[Items from a dataset]

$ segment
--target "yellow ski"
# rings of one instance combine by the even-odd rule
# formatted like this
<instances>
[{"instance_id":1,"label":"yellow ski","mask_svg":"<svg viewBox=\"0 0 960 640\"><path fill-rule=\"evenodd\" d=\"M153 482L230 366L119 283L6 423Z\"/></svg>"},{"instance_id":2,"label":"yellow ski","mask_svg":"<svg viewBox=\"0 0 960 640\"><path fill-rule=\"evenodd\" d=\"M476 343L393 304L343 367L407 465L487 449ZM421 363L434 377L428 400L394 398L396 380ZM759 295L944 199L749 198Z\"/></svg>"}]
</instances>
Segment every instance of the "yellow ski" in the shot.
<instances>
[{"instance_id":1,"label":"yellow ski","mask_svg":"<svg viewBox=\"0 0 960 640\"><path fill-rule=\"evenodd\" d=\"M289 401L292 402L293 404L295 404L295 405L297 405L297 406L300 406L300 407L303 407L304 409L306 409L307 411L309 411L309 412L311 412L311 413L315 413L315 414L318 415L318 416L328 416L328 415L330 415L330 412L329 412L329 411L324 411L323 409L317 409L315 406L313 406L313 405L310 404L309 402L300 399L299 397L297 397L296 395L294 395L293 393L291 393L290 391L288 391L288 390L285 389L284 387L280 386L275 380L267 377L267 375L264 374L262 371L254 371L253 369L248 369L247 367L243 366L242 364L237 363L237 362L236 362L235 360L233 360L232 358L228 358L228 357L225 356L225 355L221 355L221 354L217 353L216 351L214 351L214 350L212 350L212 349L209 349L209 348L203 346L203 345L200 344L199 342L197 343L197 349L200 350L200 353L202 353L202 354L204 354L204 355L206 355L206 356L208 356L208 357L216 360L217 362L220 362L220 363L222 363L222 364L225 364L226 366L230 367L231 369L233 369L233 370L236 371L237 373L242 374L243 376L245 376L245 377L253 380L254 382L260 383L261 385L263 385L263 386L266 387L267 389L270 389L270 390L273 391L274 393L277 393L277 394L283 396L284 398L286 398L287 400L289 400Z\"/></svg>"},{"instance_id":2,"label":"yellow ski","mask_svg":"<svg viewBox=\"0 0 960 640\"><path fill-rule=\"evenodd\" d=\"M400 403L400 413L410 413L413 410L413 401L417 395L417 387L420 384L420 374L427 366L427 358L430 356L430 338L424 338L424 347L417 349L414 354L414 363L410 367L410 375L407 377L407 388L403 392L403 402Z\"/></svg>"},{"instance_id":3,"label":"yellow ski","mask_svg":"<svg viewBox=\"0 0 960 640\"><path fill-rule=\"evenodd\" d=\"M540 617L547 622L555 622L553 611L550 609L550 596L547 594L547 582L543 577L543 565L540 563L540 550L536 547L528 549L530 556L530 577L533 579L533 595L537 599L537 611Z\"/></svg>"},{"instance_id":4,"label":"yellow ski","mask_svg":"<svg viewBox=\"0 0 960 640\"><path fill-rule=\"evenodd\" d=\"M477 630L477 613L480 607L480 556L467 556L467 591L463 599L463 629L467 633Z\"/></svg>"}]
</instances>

#### [ASSIGNMENT]
Reproduce the records above exactly, character for character.

#### [TASK OUTPUT]
$ segment
--target "yellow ski"
# rings of one instance combine by the even-odd rule
# formatted like this
<instances>
[{"instance_id":1,"label":"yellow ski","mask_svg":"<svg viewBox=\"0 0 960 640\"><path fill-rule=\"evenodd\" d=\"M153 482L230 366L119 283L6 423Z\"/></svg>"},{"instance_id":2,"label":"yellow ski","mask_svg":"<svg viewBox=\"0 0 960 640\"><path fill-rule=\"evenodd\" d=\"M476 343L393 304L343 367L407 465L487 449ZM421 363L434 377L428 400L394 398L396 380ZM759 295L944 199L749 198Z\"/></svg>"}]
</instances>
Segment every instance of the "yellow ski" in the shot.
<instances>
[{"instance_id":1,"label":"yellow ski","mask_svg":"<svg viewBox=\"0 0 960 640\"><path fill-rule=\"evenodd\" d=\"M289 401L292 402L293 404L295 404L295 405L297 405L297 406L300 406L300 407L303 407L304 409L306 409L307 411L309 411L309 412L311 412L311 413L315 413L315 414L318 415L318 416L328 416L328 415L330 415L330 412L329 412L329 411L324 411L323 409L317 409L315 406L313 406L313 405L310 404L309 402L300 399L299 397L297 397L296 395L294 395L293 393L291 393L290 391L288 391L288 390L285 389L284 387L280 386L275 380L267 377L267 375L264 374L262 371L254 371L253 369L248 369L247 367L243 366L242 364L237 363L237 362L236 362L235 360L233 360L232 358L228 358L228 357L225 356L225 355L221 355L221 354L217 353L216 351L214 351L214 350L212 350L212 349L209 349L209 348L203 346L203 345L200 344L199 342L197 343L197 349L200 350L200 353L202 353L202 354L204 354L204 355L206 355L206 356L208 356L208 357L216 360L217 362L220 362L220 363L222 363L222 364L225 364L226 366L230 367L231 369L233 369L233 370L236 371L237 373L242 374L243 376L245 376L245 377L253 380L254 382L260 383L261 385L263 385L263 386L266 387L267 389L270 389L270 390L273 391L274 393L277 393L277 394L283 396L284 398L286 398L287 400L289 400Z\"/></svg>"},{"instance_id":2,"label":"yellow ski","mask_svg":"<svg viewBox=\"0 0 960 640\"><path fill-rule=\"evenodd\" d=\"M400 403L400 413L410 413L413 410L413 401L417 395L417 387L420 384L420 374L427 366L427 358L430 356L430 338L424 338L424 347L417 349L414 354L414 363L410 367L410 375L407 377L407 388L403 392L403 402Z\"/></svg>"},{"instance_id":3,"label":"yellow ski","mask_svg":"<svg viewBox=\"0 0 960 640\"><path fill-rule=\"evenodd\" d=\"M540 617L547 622L555 622L553 611L550 609L550 596L547 594L547 582L543 577L543 565L540 563L540 550L536 547L528 549L530 556L530 577L533 579L533 595L537 599L537 611Z\"/></svg>"},{"instance_id":4,"label":"yellow ski","mask_svg":"<svg viewBox=\"0 0 960 640\"><path fill-rule=\"evenodd\" d=\"M477 630L477 613L480 607L480 556L467 556L467 591L463 599L463 629L467 633Z\"/></svg>"}]
</instances>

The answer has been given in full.